### Consignes
Recopiez la liste en commençant par sa première ligne et en allant jusqu'à la ligne contenant "[0, 284, 640, 479]", les deux incluses, consignes comprises. Ajoutez -68 à chaque coordonnée des boîtes données en réponse et laissez tout le reste tel quel, s'il vous plaît.

(Enregistrements)
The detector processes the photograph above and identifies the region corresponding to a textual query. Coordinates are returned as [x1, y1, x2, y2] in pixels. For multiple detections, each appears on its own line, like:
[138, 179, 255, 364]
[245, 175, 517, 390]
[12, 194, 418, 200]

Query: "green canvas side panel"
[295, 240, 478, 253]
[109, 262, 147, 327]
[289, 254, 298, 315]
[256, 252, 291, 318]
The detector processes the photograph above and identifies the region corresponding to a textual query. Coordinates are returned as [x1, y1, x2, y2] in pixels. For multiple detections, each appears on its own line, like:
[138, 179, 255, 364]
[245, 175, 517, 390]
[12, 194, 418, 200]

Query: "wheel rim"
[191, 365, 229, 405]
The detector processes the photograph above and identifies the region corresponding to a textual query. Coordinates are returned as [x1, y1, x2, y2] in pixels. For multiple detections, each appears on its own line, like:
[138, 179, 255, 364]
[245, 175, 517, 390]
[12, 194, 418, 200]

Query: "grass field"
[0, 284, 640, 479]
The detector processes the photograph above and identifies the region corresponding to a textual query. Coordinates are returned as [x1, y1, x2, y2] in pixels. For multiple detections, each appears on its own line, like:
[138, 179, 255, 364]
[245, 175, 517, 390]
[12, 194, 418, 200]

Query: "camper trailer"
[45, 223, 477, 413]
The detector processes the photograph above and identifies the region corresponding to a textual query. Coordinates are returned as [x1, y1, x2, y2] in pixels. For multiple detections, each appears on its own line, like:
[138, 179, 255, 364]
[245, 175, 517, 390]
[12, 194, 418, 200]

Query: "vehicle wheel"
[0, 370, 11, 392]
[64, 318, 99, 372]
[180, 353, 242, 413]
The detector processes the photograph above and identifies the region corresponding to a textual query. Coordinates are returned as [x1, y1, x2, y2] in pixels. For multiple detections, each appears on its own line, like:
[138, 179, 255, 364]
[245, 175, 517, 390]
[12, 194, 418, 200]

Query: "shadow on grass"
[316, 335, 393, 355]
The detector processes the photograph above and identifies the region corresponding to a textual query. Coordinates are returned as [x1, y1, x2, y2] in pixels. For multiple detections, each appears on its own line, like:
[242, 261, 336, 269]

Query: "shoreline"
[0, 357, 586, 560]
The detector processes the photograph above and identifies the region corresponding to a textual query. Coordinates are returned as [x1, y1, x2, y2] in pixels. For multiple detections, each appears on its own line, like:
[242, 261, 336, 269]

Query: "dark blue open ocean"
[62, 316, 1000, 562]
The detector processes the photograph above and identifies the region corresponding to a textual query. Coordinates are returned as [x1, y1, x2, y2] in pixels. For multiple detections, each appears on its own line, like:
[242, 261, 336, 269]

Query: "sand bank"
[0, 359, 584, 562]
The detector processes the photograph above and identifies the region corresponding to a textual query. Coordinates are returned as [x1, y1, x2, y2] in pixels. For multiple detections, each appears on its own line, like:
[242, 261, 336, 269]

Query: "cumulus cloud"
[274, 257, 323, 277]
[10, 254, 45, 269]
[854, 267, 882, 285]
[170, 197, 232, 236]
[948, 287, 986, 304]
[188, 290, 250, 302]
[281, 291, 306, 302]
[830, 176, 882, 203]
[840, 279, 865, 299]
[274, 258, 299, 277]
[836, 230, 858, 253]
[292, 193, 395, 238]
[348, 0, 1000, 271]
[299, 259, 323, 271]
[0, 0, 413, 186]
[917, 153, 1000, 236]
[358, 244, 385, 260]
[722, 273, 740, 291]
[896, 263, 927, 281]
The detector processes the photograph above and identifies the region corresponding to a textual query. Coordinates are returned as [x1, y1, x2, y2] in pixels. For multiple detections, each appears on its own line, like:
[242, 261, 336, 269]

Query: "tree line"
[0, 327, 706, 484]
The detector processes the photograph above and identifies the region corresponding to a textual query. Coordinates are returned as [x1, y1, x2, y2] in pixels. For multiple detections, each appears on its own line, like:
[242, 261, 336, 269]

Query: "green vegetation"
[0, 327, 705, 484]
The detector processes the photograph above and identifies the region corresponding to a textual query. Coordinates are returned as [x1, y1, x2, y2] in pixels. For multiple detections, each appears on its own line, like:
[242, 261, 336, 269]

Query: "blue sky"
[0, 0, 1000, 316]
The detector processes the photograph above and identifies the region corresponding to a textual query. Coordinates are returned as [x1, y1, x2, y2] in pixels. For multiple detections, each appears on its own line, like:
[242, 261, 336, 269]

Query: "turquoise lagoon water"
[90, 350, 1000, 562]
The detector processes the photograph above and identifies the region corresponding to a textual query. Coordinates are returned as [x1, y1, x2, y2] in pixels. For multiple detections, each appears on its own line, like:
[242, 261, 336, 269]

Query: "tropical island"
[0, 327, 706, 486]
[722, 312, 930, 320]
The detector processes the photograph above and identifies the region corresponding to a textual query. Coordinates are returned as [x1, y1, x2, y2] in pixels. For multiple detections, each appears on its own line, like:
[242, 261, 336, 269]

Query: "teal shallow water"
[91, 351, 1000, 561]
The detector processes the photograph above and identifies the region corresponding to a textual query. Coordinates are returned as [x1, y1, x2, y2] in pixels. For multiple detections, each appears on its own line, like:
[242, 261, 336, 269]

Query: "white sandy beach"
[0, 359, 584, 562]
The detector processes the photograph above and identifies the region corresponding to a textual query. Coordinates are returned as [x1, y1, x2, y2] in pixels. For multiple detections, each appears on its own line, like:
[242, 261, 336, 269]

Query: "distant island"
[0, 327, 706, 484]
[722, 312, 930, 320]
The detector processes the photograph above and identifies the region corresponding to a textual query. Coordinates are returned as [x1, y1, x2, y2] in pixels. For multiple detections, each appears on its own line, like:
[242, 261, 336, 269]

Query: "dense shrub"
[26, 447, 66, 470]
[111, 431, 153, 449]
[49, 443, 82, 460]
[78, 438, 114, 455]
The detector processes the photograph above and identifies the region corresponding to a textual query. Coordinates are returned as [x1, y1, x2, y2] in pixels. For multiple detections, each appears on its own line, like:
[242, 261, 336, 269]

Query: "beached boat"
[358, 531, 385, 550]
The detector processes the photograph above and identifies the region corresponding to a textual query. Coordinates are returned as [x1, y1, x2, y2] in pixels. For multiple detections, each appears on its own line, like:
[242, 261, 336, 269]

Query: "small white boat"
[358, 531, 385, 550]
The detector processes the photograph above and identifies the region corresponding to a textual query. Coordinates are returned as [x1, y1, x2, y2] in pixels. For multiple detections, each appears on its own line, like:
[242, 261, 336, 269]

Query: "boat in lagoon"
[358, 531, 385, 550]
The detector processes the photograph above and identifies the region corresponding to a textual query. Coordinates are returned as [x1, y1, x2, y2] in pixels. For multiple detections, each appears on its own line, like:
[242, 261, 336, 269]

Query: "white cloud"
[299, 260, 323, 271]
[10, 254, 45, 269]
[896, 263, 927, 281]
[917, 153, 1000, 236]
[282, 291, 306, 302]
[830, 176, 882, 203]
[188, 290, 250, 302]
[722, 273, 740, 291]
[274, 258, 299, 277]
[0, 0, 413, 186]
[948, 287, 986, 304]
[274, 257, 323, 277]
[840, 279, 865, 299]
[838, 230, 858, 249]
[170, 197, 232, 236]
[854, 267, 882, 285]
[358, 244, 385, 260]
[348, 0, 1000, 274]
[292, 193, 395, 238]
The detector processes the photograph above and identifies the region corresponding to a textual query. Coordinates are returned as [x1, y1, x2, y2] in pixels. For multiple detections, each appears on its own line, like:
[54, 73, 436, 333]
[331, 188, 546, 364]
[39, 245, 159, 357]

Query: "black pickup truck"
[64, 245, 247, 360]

### Solution complète
The detector processes the photograph above and identifies the region corresponding to a textual query. Coordinates are returned as [x1, y1, x2, y2] in pixels. For multiple detections, each appears on its own line, like:
[138, 179, 255, 364]
[245, 175, 517, 390]
[12, 194, 418, 200]

Query: "green canvas side panel"
[227, 172, 410, 185]
[41, 194, 79, 259]
[221, 186, 230, 247]
[188, 184, 223, 250]
The detector processes the photograph above and identifies the region corresponding to a textual query. Coordinates are returned as [x1, y1, x2, y2] in pixels. For multiple detections, each appears on its own line, like:
[138, 179, 255, 364]
[245, 175, 517, 390]
[12, 194, 418, 200]

Query: "wheel rim"
[123, 297, 161, 337]
The detector processes the photograph above and identifies the region corresponding to a textual query. Coordinates are returned as [x1, y1, x2, y2] in pixels. For multiple detections, each appears on its own line, like:
[138, 179, 255, 364]
[245, 175, 517, 390]
[12, 194, 418, 200]

Query: "grass field"
[-68, 216, 572, 411]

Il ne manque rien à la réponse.